◆ Problem statement ◆
Return nothing but the lines from the line containing "Would you mind indicating the white sneaker" through the last line of the records, reproduced exactly.

◆ Dataset rows ◆
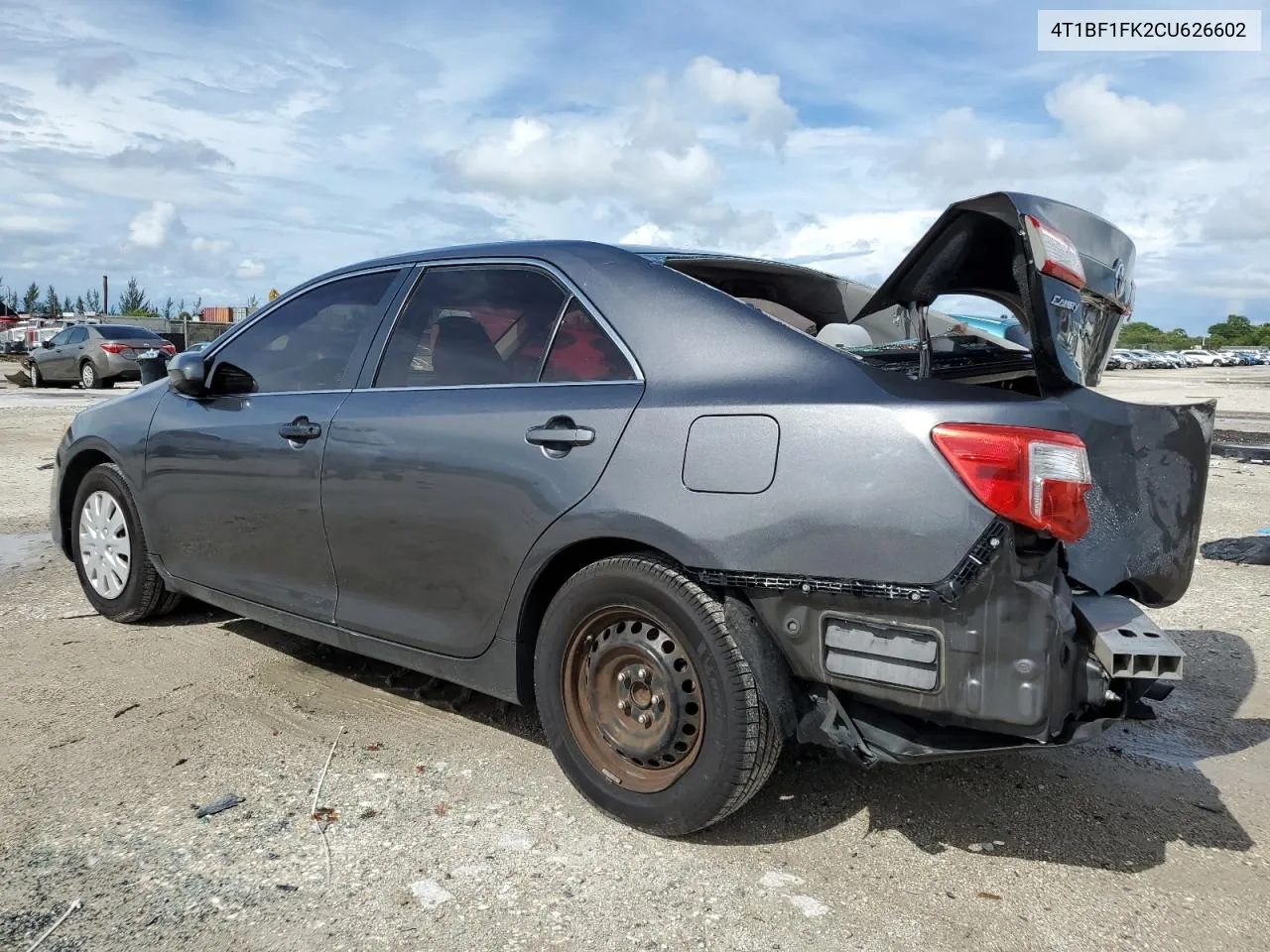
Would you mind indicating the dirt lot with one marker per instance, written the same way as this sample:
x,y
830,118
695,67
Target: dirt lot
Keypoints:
x,y
456,830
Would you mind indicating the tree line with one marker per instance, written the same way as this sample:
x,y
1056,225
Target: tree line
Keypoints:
x,y
134,302
1236,330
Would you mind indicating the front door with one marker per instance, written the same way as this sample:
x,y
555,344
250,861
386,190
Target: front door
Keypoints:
x,y
231,485
470,442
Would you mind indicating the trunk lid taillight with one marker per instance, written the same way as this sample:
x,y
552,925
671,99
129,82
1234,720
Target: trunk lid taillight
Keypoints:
x,y
1030,476
1055,253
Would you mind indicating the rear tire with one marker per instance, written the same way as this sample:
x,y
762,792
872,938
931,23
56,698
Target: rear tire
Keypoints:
x,y
708,743
109,549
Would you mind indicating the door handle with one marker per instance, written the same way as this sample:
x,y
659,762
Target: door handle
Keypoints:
x,y
300,430
561,433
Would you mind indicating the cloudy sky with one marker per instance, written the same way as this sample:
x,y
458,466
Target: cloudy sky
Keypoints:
x,y
221,148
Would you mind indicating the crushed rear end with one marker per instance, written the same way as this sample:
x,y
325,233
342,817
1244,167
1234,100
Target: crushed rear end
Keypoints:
x,y
1039,638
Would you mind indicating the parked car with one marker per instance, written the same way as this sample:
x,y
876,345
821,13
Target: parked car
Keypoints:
x,y
1206,358
493,465
93,354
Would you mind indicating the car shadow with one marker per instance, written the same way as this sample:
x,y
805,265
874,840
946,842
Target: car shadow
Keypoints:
x,y
1115,802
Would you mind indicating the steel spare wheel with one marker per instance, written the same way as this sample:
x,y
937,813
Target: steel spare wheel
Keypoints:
x,y
633,698
105,548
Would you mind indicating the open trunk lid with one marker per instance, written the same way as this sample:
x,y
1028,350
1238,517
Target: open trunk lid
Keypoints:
x,y
992,246
1150,462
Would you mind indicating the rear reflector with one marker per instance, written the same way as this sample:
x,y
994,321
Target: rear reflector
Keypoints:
x,y
1055,254
1030,476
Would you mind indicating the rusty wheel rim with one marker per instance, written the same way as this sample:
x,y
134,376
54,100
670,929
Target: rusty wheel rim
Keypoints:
x,y
633,698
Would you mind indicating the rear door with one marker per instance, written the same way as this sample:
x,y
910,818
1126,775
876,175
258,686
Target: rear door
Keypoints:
x,y
232,493
55,361
463,444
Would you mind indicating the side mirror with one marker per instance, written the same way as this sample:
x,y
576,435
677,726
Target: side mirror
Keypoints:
x,y
186,373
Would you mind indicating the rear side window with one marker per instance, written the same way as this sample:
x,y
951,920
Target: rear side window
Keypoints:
x,y
308,343
123,331
583,352
472,325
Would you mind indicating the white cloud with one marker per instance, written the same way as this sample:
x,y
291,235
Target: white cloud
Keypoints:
x,y
249,270
153,226
651,155
808,135
647,234
209,246
531,159
757,98
35,225
1112,126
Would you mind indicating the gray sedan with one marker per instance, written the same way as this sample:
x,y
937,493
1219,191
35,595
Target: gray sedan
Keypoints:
x,y
695,506
94,356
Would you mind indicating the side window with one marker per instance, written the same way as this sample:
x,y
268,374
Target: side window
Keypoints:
x,y
308,343
583,352
471,325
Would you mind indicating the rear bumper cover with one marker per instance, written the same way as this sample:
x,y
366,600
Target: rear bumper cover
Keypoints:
x,y
1014,660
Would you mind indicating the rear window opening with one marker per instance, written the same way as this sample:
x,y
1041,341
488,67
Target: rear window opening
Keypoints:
x,y
964,347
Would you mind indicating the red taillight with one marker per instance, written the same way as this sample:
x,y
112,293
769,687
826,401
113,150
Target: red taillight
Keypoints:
x,y
1055,253
1032,476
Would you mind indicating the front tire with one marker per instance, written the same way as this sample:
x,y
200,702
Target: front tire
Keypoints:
x,y
111,555
648,703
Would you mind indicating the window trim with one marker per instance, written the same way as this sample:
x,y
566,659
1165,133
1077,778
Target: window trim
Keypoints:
x,y
572,291
223,340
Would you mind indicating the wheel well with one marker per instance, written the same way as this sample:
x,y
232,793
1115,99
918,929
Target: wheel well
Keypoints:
x,y
558,570
75,472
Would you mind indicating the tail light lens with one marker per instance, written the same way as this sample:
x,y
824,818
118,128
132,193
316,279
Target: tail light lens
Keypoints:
x,y
1030,476
1055,253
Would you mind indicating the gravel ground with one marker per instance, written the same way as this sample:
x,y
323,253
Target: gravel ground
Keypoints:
x,y
456,830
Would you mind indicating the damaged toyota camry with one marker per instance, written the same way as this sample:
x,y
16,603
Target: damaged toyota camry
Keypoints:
x,y
693,506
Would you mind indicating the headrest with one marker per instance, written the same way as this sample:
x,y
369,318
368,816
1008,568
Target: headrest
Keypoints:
x,y
843,335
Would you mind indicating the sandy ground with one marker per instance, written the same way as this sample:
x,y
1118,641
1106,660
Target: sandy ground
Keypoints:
x,y
456,829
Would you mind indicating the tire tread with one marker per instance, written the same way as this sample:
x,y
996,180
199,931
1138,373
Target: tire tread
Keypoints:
x,y
761,748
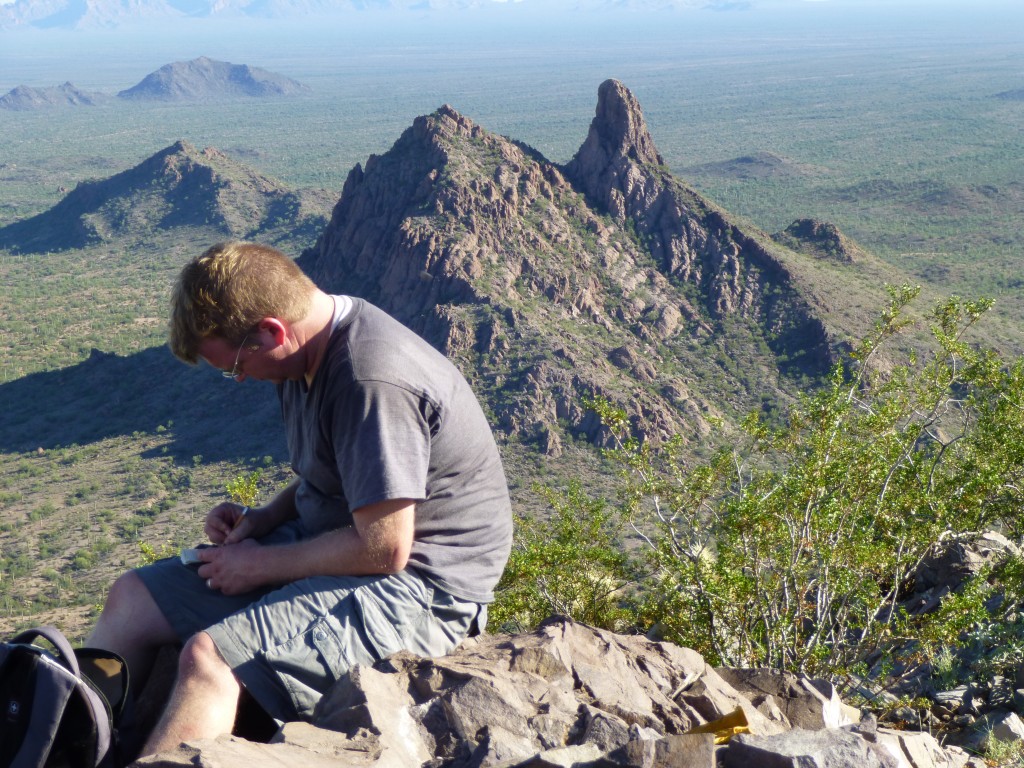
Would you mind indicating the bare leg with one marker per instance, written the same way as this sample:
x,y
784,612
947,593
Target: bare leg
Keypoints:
x,y
133,627
204,701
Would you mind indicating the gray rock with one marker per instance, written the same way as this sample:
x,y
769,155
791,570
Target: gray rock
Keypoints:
x,y
920,750
802,749
804,702
562,695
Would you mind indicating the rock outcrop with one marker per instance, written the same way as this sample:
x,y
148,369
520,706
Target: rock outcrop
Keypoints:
x,y
25,98
179,186
567,695
556,284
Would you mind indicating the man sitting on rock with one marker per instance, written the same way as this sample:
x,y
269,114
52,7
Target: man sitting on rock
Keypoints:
x,y
391,537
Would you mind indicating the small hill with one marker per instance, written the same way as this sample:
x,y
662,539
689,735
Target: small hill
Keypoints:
x,y
179,186
204,80
25,98
819,239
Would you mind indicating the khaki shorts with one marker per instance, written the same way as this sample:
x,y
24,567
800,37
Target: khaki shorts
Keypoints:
x,y
287,646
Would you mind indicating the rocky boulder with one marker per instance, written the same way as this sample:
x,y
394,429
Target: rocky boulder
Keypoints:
x,y
565,695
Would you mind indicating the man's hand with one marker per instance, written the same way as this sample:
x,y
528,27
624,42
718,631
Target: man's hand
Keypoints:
x,y
228,523
232,568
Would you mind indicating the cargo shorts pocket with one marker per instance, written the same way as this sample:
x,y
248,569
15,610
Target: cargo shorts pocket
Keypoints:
x,y
386,628
310,663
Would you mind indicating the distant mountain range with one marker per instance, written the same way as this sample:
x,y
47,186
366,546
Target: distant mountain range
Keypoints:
x,y
200,80
108,13
25,98
178,187
547,284
204,79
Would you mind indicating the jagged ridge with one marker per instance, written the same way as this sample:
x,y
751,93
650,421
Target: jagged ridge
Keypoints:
x,y
23,97
606,276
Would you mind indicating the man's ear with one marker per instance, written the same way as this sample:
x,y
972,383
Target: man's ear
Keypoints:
x,y
275,328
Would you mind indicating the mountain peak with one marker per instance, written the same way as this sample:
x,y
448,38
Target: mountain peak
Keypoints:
x,y
205,79
178,186
617,131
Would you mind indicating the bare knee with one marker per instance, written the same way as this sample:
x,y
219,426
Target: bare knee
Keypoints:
x,y
132,615
202,664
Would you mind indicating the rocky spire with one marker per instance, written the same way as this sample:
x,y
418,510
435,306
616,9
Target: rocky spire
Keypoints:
x,y
617,137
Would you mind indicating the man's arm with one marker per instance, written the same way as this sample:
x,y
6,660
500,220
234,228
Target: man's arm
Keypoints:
x,y
379,543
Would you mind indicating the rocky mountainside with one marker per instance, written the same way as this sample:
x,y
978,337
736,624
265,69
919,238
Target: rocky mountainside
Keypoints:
x,y
568,695
204,79
23,97
553,284
179,186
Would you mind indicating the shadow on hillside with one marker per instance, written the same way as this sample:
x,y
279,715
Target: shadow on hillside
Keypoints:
x,y
109,395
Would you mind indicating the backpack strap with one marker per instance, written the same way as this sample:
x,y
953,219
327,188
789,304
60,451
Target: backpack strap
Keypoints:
x,y
66,653
62,678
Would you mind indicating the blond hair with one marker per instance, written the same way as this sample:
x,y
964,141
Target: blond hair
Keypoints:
x,y
228,290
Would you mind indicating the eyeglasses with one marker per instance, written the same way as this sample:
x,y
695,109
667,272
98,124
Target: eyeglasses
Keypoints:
x,y
235,373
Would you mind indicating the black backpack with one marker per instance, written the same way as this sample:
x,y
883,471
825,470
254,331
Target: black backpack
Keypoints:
x,y
59,710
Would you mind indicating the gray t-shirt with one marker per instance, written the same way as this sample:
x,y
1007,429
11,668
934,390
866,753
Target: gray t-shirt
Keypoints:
x,y
389,417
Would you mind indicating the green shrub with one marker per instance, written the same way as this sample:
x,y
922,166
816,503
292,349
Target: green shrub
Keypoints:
x,y
570,563
790,548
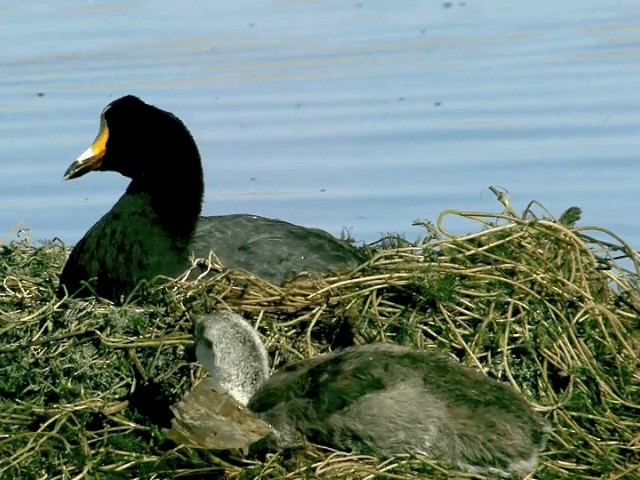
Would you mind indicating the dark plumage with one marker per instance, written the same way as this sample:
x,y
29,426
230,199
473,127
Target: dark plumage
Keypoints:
x,y
379,399
155,226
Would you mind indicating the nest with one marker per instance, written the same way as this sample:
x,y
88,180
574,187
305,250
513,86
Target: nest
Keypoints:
x,y
551,308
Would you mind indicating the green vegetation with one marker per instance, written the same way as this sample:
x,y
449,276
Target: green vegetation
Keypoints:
x,y
86,385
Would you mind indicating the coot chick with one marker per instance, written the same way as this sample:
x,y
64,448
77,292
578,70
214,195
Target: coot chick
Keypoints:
x,y
155,227
379,399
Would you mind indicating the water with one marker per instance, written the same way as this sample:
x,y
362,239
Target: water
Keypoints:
x,y
364,115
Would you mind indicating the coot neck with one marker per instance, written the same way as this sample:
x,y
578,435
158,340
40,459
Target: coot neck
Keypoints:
x,y
175,196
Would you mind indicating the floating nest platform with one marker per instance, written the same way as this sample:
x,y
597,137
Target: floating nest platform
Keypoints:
x,y
548,306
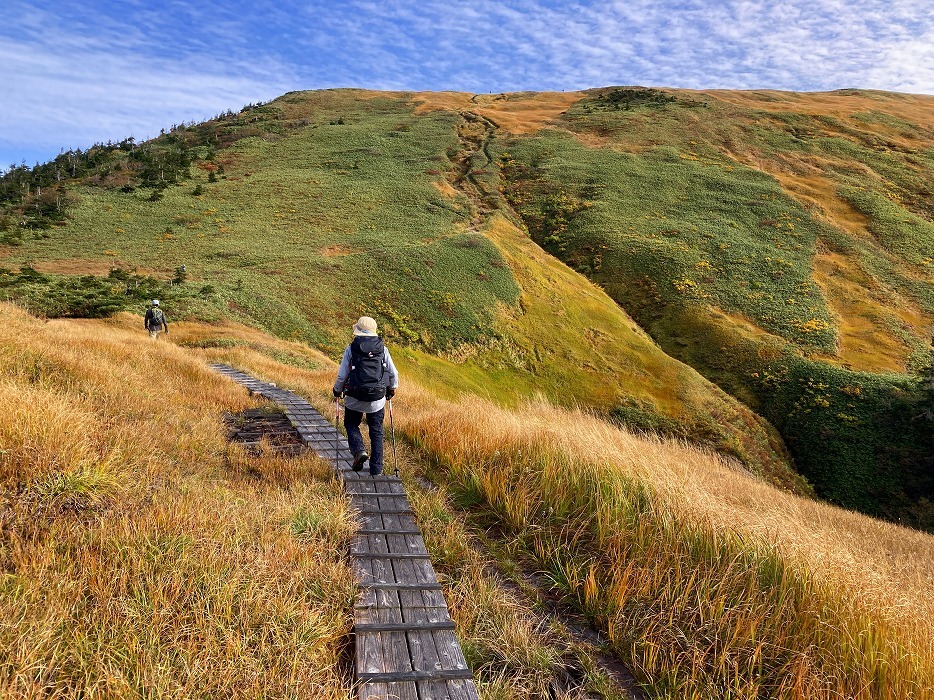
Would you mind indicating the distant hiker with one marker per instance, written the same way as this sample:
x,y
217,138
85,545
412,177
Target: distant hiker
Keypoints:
x,y
155,321
366,379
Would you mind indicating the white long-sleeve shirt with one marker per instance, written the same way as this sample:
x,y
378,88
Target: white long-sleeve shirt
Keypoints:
x,y
356,404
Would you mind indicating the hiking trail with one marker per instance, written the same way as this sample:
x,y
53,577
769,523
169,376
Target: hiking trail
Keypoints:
x,y
404,635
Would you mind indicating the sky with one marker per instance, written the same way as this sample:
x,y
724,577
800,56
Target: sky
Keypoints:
x,y
77,72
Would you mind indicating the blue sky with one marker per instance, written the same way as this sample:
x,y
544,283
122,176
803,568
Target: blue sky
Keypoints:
x,y
73,73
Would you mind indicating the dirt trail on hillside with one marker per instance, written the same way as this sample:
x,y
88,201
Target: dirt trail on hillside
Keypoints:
x,y
471,163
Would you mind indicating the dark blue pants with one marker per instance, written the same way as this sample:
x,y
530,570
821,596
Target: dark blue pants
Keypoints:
x,y
374,422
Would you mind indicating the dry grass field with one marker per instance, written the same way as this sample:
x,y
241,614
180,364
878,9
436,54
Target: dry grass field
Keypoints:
x,y
710,583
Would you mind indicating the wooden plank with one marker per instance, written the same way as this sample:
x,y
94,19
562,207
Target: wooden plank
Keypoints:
x,y
385,511
414,676
404,627
394,556
390,691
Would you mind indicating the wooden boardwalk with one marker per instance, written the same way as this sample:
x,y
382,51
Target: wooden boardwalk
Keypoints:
x,y
405,643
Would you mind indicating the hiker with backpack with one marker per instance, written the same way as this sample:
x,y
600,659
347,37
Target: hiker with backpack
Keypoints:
x,y
155,320
367,378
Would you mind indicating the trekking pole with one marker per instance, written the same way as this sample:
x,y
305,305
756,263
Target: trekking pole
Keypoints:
x,y
392,431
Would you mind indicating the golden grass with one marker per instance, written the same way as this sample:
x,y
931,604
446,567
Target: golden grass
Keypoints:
x,y
710,583
164,567
142,555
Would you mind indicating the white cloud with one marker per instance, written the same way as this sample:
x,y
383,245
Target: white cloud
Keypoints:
x,y
88,76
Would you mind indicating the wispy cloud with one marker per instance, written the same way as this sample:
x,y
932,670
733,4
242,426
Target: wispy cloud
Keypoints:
x,y
109,69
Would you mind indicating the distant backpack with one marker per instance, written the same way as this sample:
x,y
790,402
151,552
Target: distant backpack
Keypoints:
x,y
367,369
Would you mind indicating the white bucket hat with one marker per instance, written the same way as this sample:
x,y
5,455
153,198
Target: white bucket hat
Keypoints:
x,y
365,326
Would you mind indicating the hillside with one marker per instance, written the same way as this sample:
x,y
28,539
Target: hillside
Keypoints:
x,y
762,261
143,554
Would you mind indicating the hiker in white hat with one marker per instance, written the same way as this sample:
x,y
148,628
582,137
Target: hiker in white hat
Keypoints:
x,y
367,378
155,320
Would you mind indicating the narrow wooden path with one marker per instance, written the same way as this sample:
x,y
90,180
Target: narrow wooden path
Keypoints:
x,y
405,643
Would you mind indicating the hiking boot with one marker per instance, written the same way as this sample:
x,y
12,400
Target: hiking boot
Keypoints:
x,y
359,460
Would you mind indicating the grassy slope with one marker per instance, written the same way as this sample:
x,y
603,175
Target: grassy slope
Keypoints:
x,y
708,583
145,556
141,555
754,279
342,208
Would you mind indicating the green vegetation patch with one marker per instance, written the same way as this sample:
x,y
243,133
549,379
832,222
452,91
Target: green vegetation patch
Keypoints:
x,y
698,232
308,223
84,296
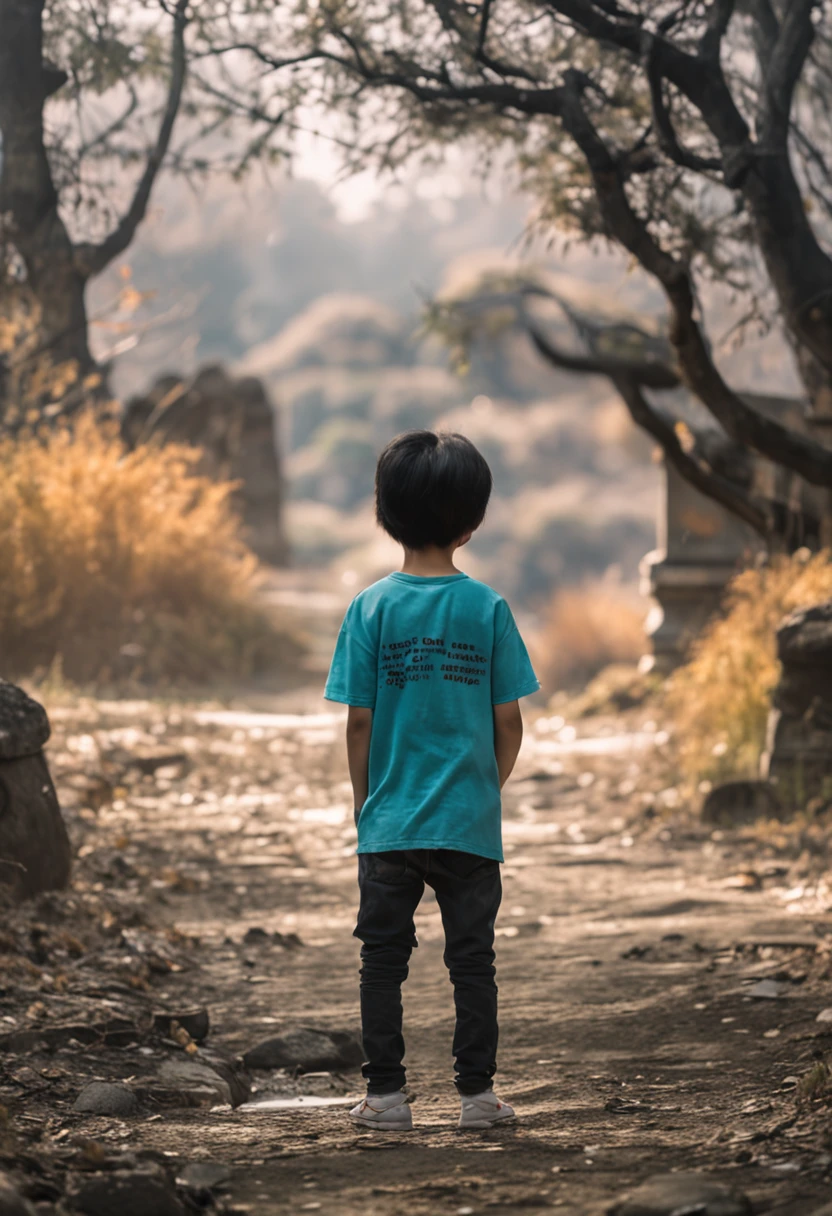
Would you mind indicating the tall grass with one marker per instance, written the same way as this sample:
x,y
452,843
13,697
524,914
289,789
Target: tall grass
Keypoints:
x,y
117,562
585,629
720,698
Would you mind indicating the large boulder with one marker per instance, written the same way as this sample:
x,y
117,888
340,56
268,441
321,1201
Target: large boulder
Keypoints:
x,y
798,756
232,422
34,846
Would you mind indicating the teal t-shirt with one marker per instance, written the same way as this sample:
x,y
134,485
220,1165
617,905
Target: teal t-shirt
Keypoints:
x,y
431,657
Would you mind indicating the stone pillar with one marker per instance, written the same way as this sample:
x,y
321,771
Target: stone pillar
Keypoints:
x,y
798,755
232,421
701,546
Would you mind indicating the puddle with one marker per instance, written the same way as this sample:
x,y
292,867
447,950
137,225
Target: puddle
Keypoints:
x,y
296,1103
251,721
595,746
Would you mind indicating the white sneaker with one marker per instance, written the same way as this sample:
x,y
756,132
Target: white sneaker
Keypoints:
x,y
482,1110
384,1112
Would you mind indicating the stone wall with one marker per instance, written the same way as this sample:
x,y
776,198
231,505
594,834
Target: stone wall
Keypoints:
x,y
232,421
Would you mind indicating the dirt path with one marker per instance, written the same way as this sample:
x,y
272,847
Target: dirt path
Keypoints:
x,y
629,943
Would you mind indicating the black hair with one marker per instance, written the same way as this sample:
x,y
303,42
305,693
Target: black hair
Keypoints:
x,y
431,489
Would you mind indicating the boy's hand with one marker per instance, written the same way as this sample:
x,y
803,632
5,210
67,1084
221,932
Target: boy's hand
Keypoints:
x,y
507,737
359,728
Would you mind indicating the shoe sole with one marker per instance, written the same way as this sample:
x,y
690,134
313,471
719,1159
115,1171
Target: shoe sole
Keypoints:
x,y
484,1124
376,1126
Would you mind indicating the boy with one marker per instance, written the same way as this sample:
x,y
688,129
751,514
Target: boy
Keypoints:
x,y
431,665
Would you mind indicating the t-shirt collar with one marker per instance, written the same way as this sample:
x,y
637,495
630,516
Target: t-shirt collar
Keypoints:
x,y
419,579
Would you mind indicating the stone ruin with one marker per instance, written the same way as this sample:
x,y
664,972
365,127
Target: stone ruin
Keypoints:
x,y
34,846
700,544
232,422
798,755
700,547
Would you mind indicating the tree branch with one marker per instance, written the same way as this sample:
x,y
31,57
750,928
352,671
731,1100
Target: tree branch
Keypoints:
x,y
765,28
785,65
719,18
91,259
663,124
740,421
644,373
749,507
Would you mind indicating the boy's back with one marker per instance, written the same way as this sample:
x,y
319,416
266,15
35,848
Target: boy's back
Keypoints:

◆ Completed task ◆
Would you mind indicating the white sneaker with one marker per instance, written the same way as this sample:
x,y
756,132
Target: white sneaker
Keypoints:
x,y
482,1110
384,1112
Would you mind indicating the stone wall with one marker per instance, written the same way as this sample:
x,y
776,198
231,505
594,834
Target: stone wall
Keypoints:
x,y
232,421
Would you mind indicating the dirt path with one marker per instance, written the same way as this sample:
x,y
272,847
Target: dirt path
Keypoints:
x,y
629,943
Would you mind indicating the black hair with one marker per instance, written the same way as this sample:
x,y
303,42
305,693
Target: black hair
Keypoints:
x,y
431,489
Would you mind indicating the boy's hand with one marker per instance, written the same way as this sample:
x,y
803,632
5,210
67,1084
221,932
Target: boy's hand
Keypoints:
x,y
507,737
359,728
Would you mind indicating the shoe sole with one marker per instance, written the same way as this sample:
x,y
690,134
313,471
719,1159
115,1171
Target: shoe sole
Keypoints:
x,y
484,1124
376,1126
Would you mind indicating the boy with one marker per instance, written the same way as this sample:
x,y
688,129
751,514
Target: boy
Keypoints:
x,y
431,665
Would you mind indicating the t-shirt collar with one marker per instance, written the same way as this sample:
x,y
637,495
630,516
Target: t-shirt collar
Keypoints:
x,y
419,579
Would you mind indicating the stone ruin with one marker per instance, written the same way as this sample:
x,y
664,972
365,127
Target: stone ruin
Keypoints:
x,y
34,846
700,544
232,422
798,755
700,547
Would you mind indicating the tree branch with one marker per instance, written the same way as this sample:
x,y
31,57
750,928
352,671
731,1100
Target: tree branch
Keypoints:
x,y
765,28
785,65
719,18
91,259
663,124
740,421
644,373
749,507
Would you mind indicating the boy's back with one marker per instance, written the same way as this sample:
x,y
319,416
266,15
35,848
Target: boy's back
Keypoints:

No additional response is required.